** EXERCISE REQUIREMENTS **
[1] Answer the following questions using the annual results extract.
(a) By how much were the Group's overheads reduced compared to the previous year?
(b) What was Group revenue for the year ended 30 September 2010?
(c) On what date did the Company acquire the business, trade and assets of Phoenix Employment Services Limited?
[2] Write the next part of the annual results extract, continuing after its final sentence.

** TEXT EXTRACT **
==================================================

A brighter note has been struck in the corporate security company within our Security operations where we have seen an improved trading environment in a business largely focussed on the private sector. Action taken towards the end of last year ensured the security business entered the year positioned for improved profitability. We are pleased to report that this helped deliver a healthy increase in revenue, gross margin and net profit. We have also achieved growth in our Domiciliary Care business which bodes well for further development.

 

In light of the challenging trading conditions in our public sector recruitment activities we have continued to drive down the Group's overheads, which have reduced by £2.5m compared to the previous year.

 

 

Financial Review

For the year ended 30 September 2010, Group revenue was £50.2 million compared with £57.6 million (2009), a reduction of 12.8%. Gross profit for the year was £14.0 million against £16.8 million (2009), a reduction of 16.7%.

 

Operating profit for the year was £2.1 million (before share based payment and amortisation of intangibles of £0.6 million) compared with an operating profit in the prior year of £2.6 million (before share based payment charges and amortisation of intangibles of £0.3 million).

 

Profit before taxation (excluding share based payment charges) was £2.0 million compared to £2.2 million (2009).

 

The basic earnings per share for the year were 1.69p compared with 2.5p (2009).

 

Net debt reduced from £3.4 million at September 2009 to £3.0 million at September 2010.

 

Cash generated from operations in the year was £2.4 million (2009: £3.2 million).

 

Acquisition

On 14 August 2010 the Company acquired, as a going concern, the business, trade and assets of Phoenix Employment Services Limited ("Phoenix") from the administrators. The total consideration paid was £0.96m in cash of which £0.77m was for the net assets and £0.19m for goodwill.

 

Full details of this transaction are disclosed in note 8.

 

 

Operational highlights

 

Strategy and delivery

The management team remains focussed on profit delivery within its existing operations. Mindful however of the challenging trading conditions in our public sector recruitment businesses, the Group is committed to the development of its outsourcing activities in the short to medium term.

 

 

Healthcare Recruitment

 

Our Healthcare Recruitment business operates through a number of discrete brands and supply is focused on doctors, nurses, care workers and allied health professionals.

 

The core of our Healthcare Recruitment revenue is concentrated in two discreet areas; Doctors and Nursing and Care workers. Both areas faced challenging trading conditions, notably in the second half, but with differing impacts on their results. In our Nursing and Care operations the momentum built in the first half helped overcome the reduced demand in the second half, although growth therefore became difficult towards the end of the year, revenue, gross margin and net contribution towards central costs were all up in the second half over the first half. These businesses enter financial year 2011 with an improved year on year run rate.

==================================================

** INFORMATION SHOWN **
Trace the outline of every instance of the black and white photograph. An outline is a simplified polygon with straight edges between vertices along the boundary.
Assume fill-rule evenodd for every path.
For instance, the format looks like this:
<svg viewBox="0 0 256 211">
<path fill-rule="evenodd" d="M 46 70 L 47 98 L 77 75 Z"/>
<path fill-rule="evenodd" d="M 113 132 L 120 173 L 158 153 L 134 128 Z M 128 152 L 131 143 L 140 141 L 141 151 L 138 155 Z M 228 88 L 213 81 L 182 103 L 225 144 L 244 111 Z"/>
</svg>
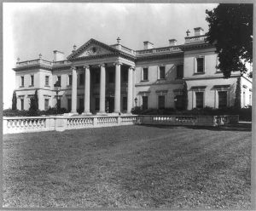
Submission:
<svg viewBox="0 0 256 211">
<path fill-rule="evenodd" d="M 253 210 L 255 9 L 3 3 L 2 207 Z"/>
</svg>

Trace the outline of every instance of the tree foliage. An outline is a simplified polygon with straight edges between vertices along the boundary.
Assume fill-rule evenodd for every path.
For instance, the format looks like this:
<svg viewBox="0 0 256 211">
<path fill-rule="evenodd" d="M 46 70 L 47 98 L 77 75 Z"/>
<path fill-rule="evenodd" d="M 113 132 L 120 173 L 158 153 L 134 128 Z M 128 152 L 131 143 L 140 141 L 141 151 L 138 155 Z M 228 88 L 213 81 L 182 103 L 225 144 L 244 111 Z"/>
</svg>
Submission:
<svg viewBox="0 0 256 211">
<path fill-rule="evenodd" d="M 17 95 L 15 91 L 13 93 L 12 110 L 17 110 Z"/>
<path fill-rule="evenodd" d="M 247 72 L 245 62 L 253 62 L 253 3 L 220 3 L 207 10 L 207 40 L 216 47 L 218 68 L 224 77 L 232 71 Z"/>
</svg>

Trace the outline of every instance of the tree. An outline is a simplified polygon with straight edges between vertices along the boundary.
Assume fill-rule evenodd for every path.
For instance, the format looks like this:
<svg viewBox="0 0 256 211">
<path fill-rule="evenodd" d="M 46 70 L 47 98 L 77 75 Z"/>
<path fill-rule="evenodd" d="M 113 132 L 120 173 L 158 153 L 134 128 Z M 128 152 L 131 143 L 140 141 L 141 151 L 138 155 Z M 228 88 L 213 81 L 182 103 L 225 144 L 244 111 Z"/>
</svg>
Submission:
<svg viewBox="0 0 256 211">
<path fill-rule="evenodd" d="M 253 3 L 220 3 L 207 10 L 207 41 L 216 48 L 218 68 L 228 78 L 232 71 L 247 73 L 245 62 L 253 61 Z"/>
<path fill-rule="evenodd" d="M 187 83 L 184 81 L 183 83 L 183 110 L 187 110 L 188 108 L 188 86 Z"/>
<path fill-rule="evenodd" d="M 17 95 L 15 91 L 13 94 L 12 110 L 17 110 Z"/>
<path fill-rule="evenodd" d="M 234 107 L 241 109 L 241 77 L 237 78 Z"/>
</svg>

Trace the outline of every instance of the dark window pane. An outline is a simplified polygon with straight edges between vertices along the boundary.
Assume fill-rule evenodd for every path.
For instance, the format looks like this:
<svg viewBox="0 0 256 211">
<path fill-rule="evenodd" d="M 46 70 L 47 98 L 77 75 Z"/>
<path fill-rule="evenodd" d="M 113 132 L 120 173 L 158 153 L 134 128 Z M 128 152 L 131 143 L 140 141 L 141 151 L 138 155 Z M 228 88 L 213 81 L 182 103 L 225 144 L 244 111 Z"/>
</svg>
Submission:
<svg viewBox="0 0 256 211">
<path fill-rule="evenodd" d="M 196 108 L 203 108 L 204 104 L 204 93 L 203 92 L 196 92 L 195 93 L 196 99 Z"/>
<path fill-rule="evenodd" d="M 197 58 L 197 72 L 204 72 L 204 58 Z"/>
<path fill-rule="evenodd" d="M 143 96 L 143 109 L 148 109 L 148 96 Z"/>
<path fill-rule="evenodd" d="M 165 95 L 158 96 L 158 108 L 159 109 L 165 108 Z"/>
</svg>

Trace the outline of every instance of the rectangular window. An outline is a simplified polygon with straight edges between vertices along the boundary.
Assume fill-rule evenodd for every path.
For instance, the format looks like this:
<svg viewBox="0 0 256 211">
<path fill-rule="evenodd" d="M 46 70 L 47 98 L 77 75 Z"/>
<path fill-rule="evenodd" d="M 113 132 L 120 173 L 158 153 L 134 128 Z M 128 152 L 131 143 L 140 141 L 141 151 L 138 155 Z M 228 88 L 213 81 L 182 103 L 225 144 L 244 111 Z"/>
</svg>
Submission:
<svg viewBox="0 0 256 211">
<path fill-rule="evenodd" d="M 95 99 L 95 110 L 96 111 L 100 110 L 100 99 L 99 98 Z"/>
<path fill-rule="evenodd" d="M 148 80 L 148 68 L 143 68 L 143 81 Z"/>
<path fill-rule="evenodd" d="M 80 74 L 80 81 L 79 81 L 80 85 L 84 85 L 84 73 Z"/>
<path fill-rule="evenodd" d="M 49 86 L 49 76 L 45 76 L 45 86 Z"/>
<path fill-rule="evenodd" d="M 197 58 L 197 72 L 204 72 L 204 58 Z"/>
<path fill-rule="evenodd" d="M 165 79 L 166 78 L 166 67 L 160 66 L 160 79 Z"/>
<path fill-rule="evenodd" d="M 71 99 L 67 99 L 67 111 L 71 111 Z"/>
<path fill-rule="evenodd" d="M 227 92 L 220 91 L 218 94 L 218 108 L 224 108 L 227 106 Z"/>
<path fill-rule="evenodd" d="M 24 99 L 20 99 L 20 110 L 24 110 Z"/>
<path fill-rule="evenodd" d="M 72 75 L 68 75 L 68 85 L 72 85 Z"/>
<path fill-rule="evenodd" d="M 60 85 L 61 84 L 61 76 L 58 76 L 57 81 L 59 82 Z"/>
<path fill-rule="evenodd" d="M 165 95 L 159 95 L 158 96 L 158 108 L 159 109 L 165 109 L 166 104 L 166 96 Z"/>
<path fill-rule="evenodd" d="M 31 86 L 33 86 L 34 85 L 34 76 L 33 75 L 31 75 L 30 76 L 30 78 L 31 78 Z"/>
<path fill-rule="evenodd" d="M 24 87 L 24 77 L 20 77 L 20 87 Z"/>
<path fill-rule="evenodd" d="M 177 66 L 177 78 L 183 78 L 183 66 Z"/>
<path fill-rule="evenodd" d="M 204 93 L 196 92 L 195 93 L 195 107 L 203 108 L 204 106 Z"/>
<path fill-rule="evenodd" d="M 44 99 L 44 110 L 47 111 L 49 109 L 49 99 Z"/>
<path fill-rule="evenodd" d="M 123 111 L 127 110 L 127 97 L 123 97 Z"/>
<path fill-rule="evenodd" d="M 108 72 L 108 83 L 114 83 L 114 72 L 112 71 Z"/>
</svg>

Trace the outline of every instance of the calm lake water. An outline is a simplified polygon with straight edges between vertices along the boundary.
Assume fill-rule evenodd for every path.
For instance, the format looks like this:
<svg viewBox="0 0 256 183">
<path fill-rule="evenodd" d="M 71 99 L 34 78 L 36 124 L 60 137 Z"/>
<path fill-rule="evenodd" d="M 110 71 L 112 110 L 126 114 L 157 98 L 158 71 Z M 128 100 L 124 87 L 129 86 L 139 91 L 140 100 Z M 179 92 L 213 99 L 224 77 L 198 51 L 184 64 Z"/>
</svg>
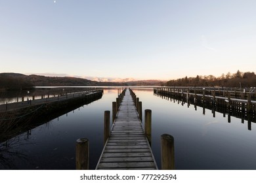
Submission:
<svg viewBox="0 0 256 183">
<path fill-rule="evenodd" d="M 133 89 L 144 109 L 152 111 L 152 148 L 161 169 L 160 136 L 175 138 L 177 169 L 256 169 L 256 125 L 191 105 L 188 107 Z M 102 99 L 59 116 L 0 144 L 1 169 L 75 169 L 75 141 L 89 139 L 90 169 L 103 148 L 104 111 L 112 111 L 117 89 L 106 89 Z M 112 113 L 110 114 L 112 118 Z M 144 119 L 143 119 L 144 125 Z M 7 144 L 7 147 L 6 146 Z"/>
</svg>

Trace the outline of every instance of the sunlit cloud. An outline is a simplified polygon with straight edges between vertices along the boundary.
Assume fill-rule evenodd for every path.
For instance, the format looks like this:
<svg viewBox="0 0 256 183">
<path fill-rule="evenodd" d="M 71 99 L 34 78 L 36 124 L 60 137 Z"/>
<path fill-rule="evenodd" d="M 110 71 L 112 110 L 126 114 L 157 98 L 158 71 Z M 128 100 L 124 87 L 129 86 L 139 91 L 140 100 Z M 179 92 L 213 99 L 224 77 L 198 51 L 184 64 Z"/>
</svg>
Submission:
<svg viewBox="0 0 256 183">
<path fill-rule="evenodd" d="M 217 51 L 217 50 L 215 48 L 213 48 L 209 45 L 208 41 L 206 39 L 206 37 L 203 35 L 201 36 L 201 45 L 202 46 L 203 46 L 203 48 L 209 50 L 215 51 L 215 52 Z"/>
</svg>

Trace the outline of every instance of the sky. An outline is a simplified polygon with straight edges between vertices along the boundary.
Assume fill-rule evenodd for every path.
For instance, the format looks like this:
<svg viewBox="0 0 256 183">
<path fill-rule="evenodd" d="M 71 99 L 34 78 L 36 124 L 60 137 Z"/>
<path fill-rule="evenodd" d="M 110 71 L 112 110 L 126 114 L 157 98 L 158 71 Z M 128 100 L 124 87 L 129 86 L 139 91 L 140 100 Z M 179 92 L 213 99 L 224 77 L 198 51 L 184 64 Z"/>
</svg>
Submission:
<svg viewBox="0 0 256 183">
<path fill-rule="evenodd" d="M 0 73 L 170 80 L 255 72 L 255 0 L 0 0 Z"/>
</svg>

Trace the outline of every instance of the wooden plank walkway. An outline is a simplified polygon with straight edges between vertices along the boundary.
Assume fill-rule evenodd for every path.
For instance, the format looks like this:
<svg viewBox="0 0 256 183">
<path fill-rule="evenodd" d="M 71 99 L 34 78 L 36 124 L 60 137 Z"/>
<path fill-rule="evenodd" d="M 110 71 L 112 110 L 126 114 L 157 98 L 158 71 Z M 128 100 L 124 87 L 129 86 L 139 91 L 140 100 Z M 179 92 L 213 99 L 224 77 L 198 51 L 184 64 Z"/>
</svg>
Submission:
<svg viewBox="0 0 256 183">
<path fill-rule="evenodd" d="M 129 90 L 96 169 L 158 169 Z"/>
</svg>

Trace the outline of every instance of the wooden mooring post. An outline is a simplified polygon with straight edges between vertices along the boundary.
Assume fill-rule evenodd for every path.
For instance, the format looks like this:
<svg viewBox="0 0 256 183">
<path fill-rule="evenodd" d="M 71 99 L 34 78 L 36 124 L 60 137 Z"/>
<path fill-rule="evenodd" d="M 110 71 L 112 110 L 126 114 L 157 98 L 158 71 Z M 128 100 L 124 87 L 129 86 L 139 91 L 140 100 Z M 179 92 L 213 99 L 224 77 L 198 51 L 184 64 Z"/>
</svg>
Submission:
<svg viewBox="0 0 256 183">
<path fill-rule="evenodd" d="M 116 102 L 112 102 L 112 122 L 115 121 L 116 116 Z"/>
<path fill-rule="evenodd" d="M 104 114 L 104 144 L 110 136 L 110 111 L 105 110 Z"/>
<path fill-rule="evenodd" d="M 89 140 L 85 138 L 76 141 L 75 167 L 77 170 L 89 169 Z"/>
<path fill-rule="evenodd" d="M 148 142 L 151 144 L 151 124 L 152 124 L 152 111 L 150 109 L 145 110 L 145 135 L 148 139 Z"/>
<path fill-rule="evenodd" d="M 161 135 L 161 159 L 162 170 L 174 170 L 174 138 L 169 134 Z"/>
</svg>

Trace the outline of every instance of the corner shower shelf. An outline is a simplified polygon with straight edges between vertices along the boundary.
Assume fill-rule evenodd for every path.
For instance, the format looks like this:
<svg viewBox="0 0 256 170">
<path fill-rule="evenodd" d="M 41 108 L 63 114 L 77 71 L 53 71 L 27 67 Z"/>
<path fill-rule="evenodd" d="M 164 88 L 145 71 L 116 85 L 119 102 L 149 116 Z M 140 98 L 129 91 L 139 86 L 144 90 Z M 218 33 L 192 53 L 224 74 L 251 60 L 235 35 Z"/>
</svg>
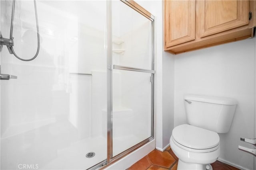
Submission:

==================================================

** THE REPLIES **
[1]
(a) £2.5m
(b) £50.2 million
(c) 14 August 2010

[2]
The amount of nursing hours we were able to provide was helped by our decision to position our supply entirely through the NHS supply framework, PASA, at the start of the year. This helped the business survive a period of reduced demand relative to previous years. Profitability and growth were aided by an increased level of supply into the private sector, where margin and demand were stronger than in the NHS. This supply was aided by our increased candidate flow as a consequence of our framework status.

 

In our doctors supply business the impact of the trading conditions on their second half results was more significant. Despite increasing annual revenue by £500k over the previous year and maintaining a similar level of profitability, the run rate was reduced substantially as we approached the year end. This was particularly so after the August period, which sees the NHS recruit its largest intake of newly qualified doctors on a permanent basis. This led to a 15% reduction in revenue in H2 compared to H1 and means that the doctors business enters financial year 2011 with a substantially reduced run rate.

 

 

Education Recruitment

 

Our Education Recruitment business operates through three brands, Academics, Day to Day Teachers and Dream Education.

 

Academics operate as an education recruitment and training provider which supplies education professionals on a contract or permanent basis to clients in London and the Home Counties. Academics were a major contributor to the Group's profitability during the financial year 2009 and were expected to deliver a similar level of contribution in the financial year 2010. However, as cautioned in our Interim Statement, trading conditions have continued to prove difficult and this has had the expected impact on the full year result. The second half saw both contract and permanent revenues fall well short of internal expectations and consequently the full year result was substantially lower than last year. Despite this fall from 2009, it is anticipated that there remains growth in this market in the short term.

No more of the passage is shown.